▶ Short exercise
For the announcement below about the 2025 Mellon Emerging Faculty Leaders, decide whether each statement agrees with it, answering yes or no and quoting the words of the announcement that decide it. (a) The MEFL Awards are funded by the Mellon Foundation. (b) Each recipient receives a $20,000 stipend covering six months. (c) Twelve scholars were named for 2025.

▶ Provided text
2025 Mellon Emerging Faculty Leaders Named

July 14, 2025

The Institute for Citizens & Scholars has named 10 scholars as Mellon Emerging Faculty Leaders (MEFL) for 2025. Funded by the Mellon Foundation, the MEFL Awards support junior faculty whose research focuses on contemporary history, politics, culture, and society, and who are committed to the creation of thriving campus communities for students and faculty.

The MEFL Award seeks to free the time of junior faculty working toward tenure so that they can both engage in and build support systems, professional networks, and scholarly groups that make their academic fields and campuses thrive. Each recipient receives a 12-month stipend of $20,000 while working toward tenure.

The exceptional early-career professors in this year’s class work in fields such as English, history, and anthropology. Awardees’ scholarship focuses on critical issues such as citizenship, natural resource management, and community building. In addition to pioneering research, they also take on additional campus responsibilities like mentoring, serving on advisory councils, working with student scholars, and giving additional talks and lectures. (See the full list of Fellows below.)

▶ Information supplied
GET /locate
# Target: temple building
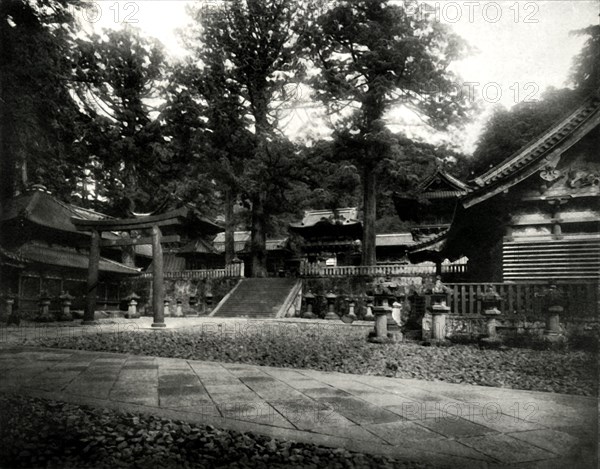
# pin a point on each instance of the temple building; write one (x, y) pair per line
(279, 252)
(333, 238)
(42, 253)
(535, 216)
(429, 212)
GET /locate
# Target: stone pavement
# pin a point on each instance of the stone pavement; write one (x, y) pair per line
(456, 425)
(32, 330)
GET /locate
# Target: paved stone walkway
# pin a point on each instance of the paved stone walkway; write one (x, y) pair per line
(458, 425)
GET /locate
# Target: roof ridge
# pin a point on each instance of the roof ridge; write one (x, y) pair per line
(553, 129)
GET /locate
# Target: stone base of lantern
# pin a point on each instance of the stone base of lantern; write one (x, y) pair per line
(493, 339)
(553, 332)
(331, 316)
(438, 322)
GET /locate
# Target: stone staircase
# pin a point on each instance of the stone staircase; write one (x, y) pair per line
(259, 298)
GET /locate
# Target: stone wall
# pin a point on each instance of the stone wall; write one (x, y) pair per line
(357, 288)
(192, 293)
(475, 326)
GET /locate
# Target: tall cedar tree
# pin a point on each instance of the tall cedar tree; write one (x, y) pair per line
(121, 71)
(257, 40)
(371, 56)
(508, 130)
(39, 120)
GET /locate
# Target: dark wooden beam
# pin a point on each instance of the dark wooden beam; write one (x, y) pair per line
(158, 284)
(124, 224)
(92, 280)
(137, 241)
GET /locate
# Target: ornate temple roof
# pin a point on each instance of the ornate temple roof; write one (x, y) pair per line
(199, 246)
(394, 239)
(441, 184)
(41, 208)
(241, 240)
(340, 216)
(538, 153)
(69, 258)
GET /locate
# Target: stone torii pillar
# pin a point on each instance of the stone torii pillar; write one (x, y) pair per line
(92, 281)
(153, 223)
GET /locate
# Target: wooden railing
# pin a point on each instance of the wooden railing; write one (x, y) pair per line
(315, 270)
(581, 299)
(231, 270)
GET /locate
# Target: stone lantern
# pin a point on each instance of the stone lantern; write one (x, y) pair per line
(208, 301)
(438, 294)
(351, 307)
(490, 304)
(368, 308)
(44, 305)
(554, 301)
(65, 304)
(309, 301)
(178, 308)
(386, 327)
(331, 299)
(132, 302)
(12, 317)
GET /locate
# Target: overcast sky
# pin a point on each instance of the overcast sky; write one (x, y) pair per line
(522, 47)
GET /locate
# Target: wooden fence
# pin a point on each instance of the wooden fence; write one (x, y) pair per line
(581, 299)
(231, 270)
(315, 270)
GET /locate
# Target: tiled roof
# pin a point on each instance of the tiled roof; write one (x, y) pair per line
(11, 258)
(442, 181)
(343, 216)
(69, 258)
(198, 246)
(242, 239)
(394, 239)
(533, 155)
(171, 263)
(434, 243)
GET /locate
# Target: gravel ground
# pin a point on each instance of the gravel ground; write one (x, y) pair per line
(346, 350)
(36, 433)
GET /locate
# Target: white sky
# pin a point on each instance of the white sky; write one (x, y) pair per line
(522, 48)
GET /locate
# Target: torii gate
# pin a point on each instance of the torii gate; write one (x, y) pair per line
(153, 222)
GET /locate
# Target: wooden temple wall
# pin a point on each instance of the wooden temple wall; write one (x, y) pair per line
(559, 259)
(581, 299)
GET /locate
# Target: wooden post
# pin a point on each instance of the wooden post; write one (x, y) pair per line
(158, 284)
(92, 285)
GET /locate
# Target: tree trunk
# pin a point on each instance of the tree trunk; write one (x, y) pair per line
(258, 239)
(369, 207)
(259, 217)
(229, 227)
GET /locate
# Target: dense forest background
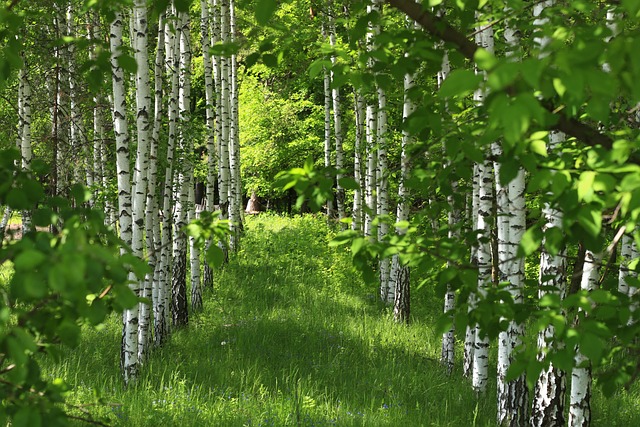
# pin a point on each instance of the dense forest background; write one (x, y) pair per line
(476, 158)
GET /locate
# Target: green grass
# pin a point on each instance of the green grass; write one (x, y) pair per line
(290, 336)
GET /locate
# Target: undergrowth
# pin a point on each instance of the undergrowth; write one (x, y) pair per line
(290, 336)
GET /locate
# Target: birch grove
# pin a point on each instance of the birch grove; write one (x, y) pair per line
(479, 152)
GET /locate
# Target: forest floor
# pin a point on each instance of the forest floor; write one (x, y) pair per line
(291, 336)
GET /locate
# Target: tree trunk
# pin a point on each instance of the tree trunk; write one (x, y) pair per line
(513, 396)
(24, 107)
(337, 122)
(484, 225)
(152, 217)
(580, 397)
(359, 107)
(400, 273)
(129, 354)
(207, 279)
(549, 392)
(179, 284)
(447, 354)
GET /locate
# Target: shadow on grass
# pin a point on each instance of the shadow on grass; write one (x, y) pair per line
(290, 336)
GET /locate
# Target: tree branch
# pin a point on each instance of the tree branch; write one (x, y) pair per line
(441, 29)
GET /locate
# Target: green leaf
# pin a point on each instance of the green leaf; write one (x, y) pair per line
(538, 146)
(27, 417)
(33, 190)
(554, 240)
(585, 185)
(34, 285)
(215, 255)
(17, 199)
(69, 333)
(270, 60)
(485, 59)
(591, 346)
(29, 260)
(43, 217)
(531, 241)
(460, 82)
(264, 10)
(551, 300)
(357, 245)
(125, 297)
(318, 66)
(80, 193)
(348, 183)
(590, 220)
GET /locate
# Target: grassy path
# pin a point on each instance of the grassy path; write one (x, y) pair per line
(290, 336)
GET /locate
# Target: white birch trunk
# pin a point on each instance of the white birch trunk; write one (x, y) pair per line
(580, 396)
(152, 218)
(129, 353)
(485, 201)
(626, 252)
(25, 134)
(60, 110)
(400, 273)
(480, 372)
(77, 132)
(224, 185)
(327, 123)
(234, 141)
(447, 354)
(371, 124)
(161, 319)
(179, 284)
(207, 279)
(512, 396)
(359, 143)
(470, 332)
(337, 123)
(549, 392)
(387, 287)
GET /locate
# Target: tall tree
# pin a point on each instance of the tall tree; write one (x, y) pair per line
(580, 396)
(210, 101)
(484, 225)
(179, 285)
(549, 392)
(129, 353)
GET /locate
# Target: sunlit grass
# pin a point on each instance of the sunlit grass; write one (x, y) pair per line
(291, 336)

▶ The response
(a) Yes: "Funded by the Mellon Foundation, the MEFL Awards support junior faculty"
(b) No: "Each recipient receives a 12-month stipend of $20,000 while working toward tenure."
(c) No: "The Institute for Citizens & Scholars has named 10 scholars as Mellon Emerging Faculty Leaders (MEFL) for 2025."